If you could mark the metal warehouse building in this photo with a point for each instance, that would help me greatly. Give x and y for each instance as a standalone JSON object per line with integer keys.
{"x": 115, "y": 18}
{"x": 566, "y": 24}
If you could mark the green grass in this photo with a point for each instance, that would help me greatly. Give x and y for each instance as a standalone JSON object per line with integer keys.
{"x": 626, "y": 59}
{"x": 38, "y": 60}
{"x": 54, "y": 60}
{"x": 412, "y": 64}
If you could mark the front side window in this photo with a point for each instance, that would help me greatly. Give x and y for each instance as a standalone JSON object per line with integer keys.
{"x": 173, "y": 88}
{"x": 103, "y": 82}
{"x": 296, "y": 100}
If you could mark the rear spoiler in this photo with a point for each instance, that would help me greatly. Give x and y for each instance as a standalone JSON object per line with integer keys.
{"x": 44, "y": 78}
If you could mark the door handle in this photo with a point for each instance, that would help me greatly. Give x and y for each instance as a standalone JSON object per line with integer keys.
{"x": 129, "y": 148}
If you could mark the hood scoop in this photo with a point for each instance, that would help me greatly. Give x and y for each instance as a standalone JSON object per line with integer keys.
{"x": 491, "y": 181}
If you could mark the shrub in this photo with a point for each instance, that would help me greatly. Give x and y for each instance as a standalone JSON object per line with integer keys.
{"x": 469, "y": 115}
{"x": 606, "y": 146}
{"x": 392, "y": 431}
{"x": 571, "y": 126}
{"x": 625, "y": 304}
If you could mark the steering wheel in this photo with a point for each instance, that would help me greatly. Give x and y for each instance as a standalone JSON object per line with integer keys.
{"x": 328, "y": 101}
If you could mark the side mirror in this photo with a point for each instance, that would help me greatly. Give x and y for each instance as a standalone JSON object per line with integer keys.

### [Given task]
Copy all the records above word for word, line by line.

### [Output for this exercise]
If you could mark the metal warehouse building in this photo with a point for each instance, that would help me greatly. Give x and y for each instance as a standalone JSON object per line with integer keys.
{"x": 115, "y": 18}
{"x": 566, "y": 24}
If you could mark the green grass in this photo with a point for each instance, that would help me greatly. Give x and y for each instance as a standalone JSON object per line with integer keys.
{"x": 626, "y": 59}
{"x": 38, "y": 60}
{"x": 54, "y": 60}
{"x": 412, "y": 64}
If you could mark the front side window in this photo with a point for each instance, that would help me greatly. Give x and y for each instance as a standalone JSON object per line with integer keys.
{"x": 173, "y": 88}
{"x": 103, "y": 82}
{"x": 296, "y": 100}
If you could mark the rear spoiler in this photo with a point for each instance, that would help me greatly. Give x and y for each instance as a standalone JSON object per line with integer keys.
{"x": 44, "y": 78}
If you could mark the door handle in this photo with a point for each instance, that would help me greatly. Give x and y for each instance as a standalone JSON object per line with integer keys.
{"x": 129, "y": 148}
If you could mark the hood scoop in this photo with a point for each instance, that would help me greatly. Give x and y for each instance as a standalone JSON object per line with integer keys.
{"x": 491, "y": 181}
If you could mark the shrub in this photo with a point for each instance, that would help me greatly. Give x and y for each instance as a standalone JSON object per line with integer keys.
{"x": 469, "y": 115}
{"x": 606, "y": 146}
{"x": 392, "y": 431}
{"x": 571, "y": 126}
{"x": 625, "y": 304}
If you could mark the steering wheel in this photo with a point for each instance, that would help me greatly. Give x and y for each instance as a standalone JSON object per line with integer keys.
{"x": 328, "y": 101}
If you could mark the side mirror in this photo with a point for each instance, that would help me greatly. Give x and y for each instance as a standalone JSON object per line with integer keys.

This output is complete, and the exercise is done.